# Task directions
Write out the listing again, swapping "a dot for each instance" for "one dot per instance" and leaving everything else unchanged.

# Listed records
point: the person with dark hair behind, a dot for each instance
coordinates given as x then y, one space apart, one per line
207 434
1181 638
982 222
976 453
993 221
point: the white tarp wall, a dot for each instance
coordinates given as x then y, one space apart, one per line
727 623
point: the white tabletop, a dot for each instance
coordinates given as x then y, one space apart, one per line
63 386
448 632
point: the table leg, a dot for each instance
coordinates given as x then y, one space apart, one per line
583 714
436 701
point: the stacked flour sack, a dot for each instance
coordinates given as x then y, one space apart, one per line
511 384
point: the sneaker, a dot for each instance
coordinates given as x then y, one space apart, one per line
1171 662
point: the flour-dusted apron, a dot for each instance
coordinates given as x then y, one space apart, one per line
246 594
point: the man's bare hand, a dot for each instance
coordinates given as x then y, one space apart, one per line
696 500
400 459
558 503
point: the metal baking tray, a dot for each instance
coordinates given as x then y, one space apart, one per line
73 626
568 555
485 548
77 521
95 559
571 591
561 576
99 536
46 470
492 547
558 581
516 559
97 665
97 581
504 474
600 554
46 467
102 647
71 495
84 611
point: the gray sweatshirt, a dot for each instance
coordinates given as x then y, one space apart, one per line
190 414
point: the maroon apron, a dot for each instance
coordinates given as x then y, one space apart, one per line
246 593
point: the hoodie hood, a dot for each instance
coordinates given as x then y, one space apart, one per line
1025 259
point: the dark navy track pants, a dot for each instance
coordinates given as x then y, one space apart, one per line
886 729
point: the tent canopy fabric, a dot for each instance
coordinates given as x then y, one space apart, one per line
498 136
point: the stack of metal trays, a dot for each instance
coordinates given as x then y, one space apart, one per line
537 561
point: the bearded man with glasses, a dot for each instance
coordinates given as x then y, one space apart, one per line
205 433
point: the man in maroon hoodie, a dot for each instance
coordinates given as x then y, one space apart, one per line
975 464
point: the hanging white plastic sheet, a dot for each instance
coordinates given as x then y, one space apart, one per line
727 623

# Solution
point: the person with dark hair behind, one dot per instance
coordinates given as x then y, one space apart, one per line
207 434
1181 638
982 222
976 453
993 221
point: the white tarp wall, one dot per instance
coordinates given as x then y, one space apart, one per line
727 623
point: the white tabletop, one dot per instance
coordinates given as x then y, one space apart, one per line
63 386
448 632
point: the table leg, one dot per instance
coordinates given as x then y, one space apart, one per line
583 714
436 701
point: the stacked flour sack, one dot per instance
coordinates given as x then y, one space apart, one per line
511 384
point: the sneaker, one dot per instance
coordinates given as x then y, one space apart, one per line
1171 662
point: the flour-dusted apron, one dot per instance
coordinates given as x then y, one space apart, one per line
246 594
point: the man's bare hand, one dot per instance
coordinates given as x then y, one space apart, one per line
696 500
400 459
558 503
point: the metal baking tray, one dot per instance
coordinates given as x then y, one space apart, one per line
73 626
568 555
485 548
77 521
95 559
571 591
561 576
99 536
46 470
492 547
558 581
516 559
97 665
97 581
504 474
600 554
46 467
102 647
71 495
84 611
point: the gray sweatshirt, one dot per instance
coordinates given as x then y, one space apart, one per line
190 414
point: the maroon apron, one dot per instance
coordinates given as x then y, one space apart, one per line
246 593
point: the hoodie hood, one dot per instance
coordinates given as x then y, one space apart, one per line
1025 259
point: the dark navy track pants, one dot per instance
coordinates given as x then y, one space apart, one per line
886 729
point: the tent canopy fabric, one dot per instance
coordinates given as x then y, one space apart, one per line
498 136
point: the stack of metal trays, one dot per instance
coordinates given as x then y, one space apart, one per line
537 561
point: the bearded man with glasses, one dot per instance
coordinates given as x then y, one space apart, one per line
205 433
point: the man in maroon hoodie, one dot per instance
coordinates given as x then y, one space apart, one per line
975 464
point: the hanging white plastic sheet, one dot per instance
coordinates given as x then y, one space apart, one per line
727 623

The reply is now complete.